- **작업 지시**
"Place one keypoint on each instance of the background" 문구가 들어 있는 줄부터 마지막 행까지의 구간을 양 끝을 포함하여 요청문까지 모두 다시 쓰고, 답에 있는 좌표 값은 전부 1.85배로 크기를 조정한 뒤 0.5는 올려 정수로 반올림하세요. 그림은 답에서 빼고 이 구간만 제시하세요.

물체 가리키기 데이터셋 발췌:
_ _ _ _ _ _ _

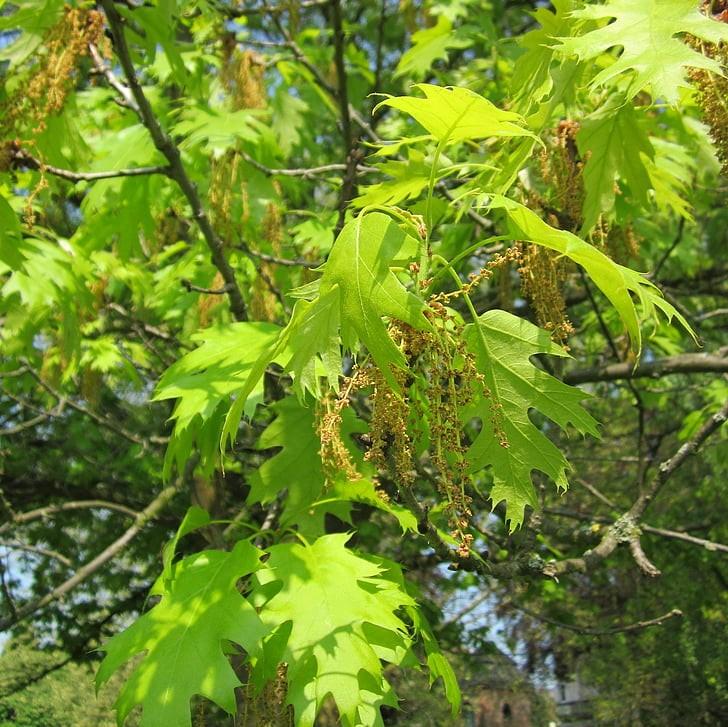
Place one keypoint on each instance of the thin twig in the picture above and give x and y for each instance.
(192, 288)
(168, 148)
(591, 631)
(29, 161)
(686, 363)
(149, 513)
(37, 550)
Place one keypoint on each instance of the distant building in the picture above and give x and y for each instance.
(573, 704)
(500, 695)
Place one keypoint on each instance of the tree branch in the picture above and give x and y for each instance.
(149, 513)
(167, 147)
(626, 529)
(687, 363)
(591, 631)
(21, 157)
(44, 512)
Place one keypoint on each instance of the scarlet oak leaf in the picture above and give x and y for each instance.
(457, 114)
(182, 637)
(653, 51)
(618, 283)
(509, 442)
(344, 620)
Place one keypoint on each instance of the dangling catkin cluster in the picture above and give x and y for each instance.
(336, 459)
(542, 278)
(55, 74)
(712, 89)
(562, 169)
(269, 708)
(242, 76)
(263, 304)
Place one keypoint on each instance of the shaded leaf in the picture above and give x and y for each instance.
(509, 442)
(182, 639)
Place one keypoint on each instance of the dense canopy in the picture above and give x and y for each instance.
(342, 340)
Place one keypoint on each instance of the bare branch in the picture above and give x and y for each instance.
(266, 9)
(677, 535)
(591, 631)
(687, 363)
(626, 529)
(21, 157)
(149, 513)
(192, 288)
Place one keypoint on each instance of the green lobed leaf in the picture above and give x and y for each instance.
(356, 290)
(181, 639)
(297, 466)
(344, 621)
(617, 282)
(532, 80)
(614, 145)
(359, 267)
(203, 382)
(649, 32)
(509, 442)
(457, 114)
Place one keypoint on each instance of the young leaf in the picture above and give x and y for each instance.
(532, 80)
(203, 382)
(508, 441)
(652, 52)
(343, 616)
(457, 114)
(613, 144)
(359, 266)
(357, 289)
(182, 639)
(615, 281)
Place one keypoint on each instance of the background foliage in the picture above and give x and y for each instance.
(296, 298)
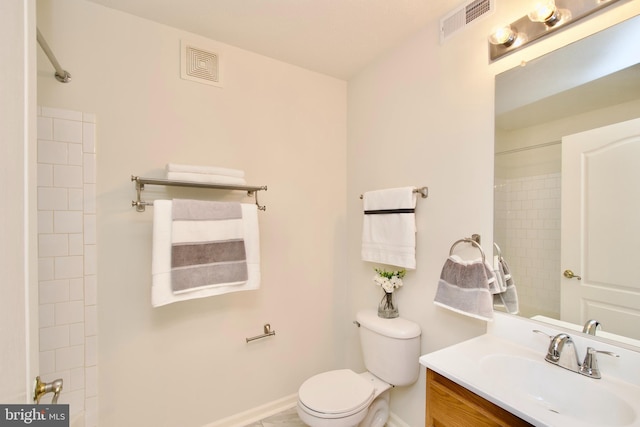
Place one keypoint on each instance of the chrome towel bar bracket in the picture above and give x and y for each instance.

_ _ _ _ _ _ _

- **정답 결과**
Place one keypoint on each instance of the background foliage in the picture above and give x and y for each instance.
(548, 551)
Place one keypoint on each instance of the chrome towel bar bracket in the picture above and give x and y for each instance.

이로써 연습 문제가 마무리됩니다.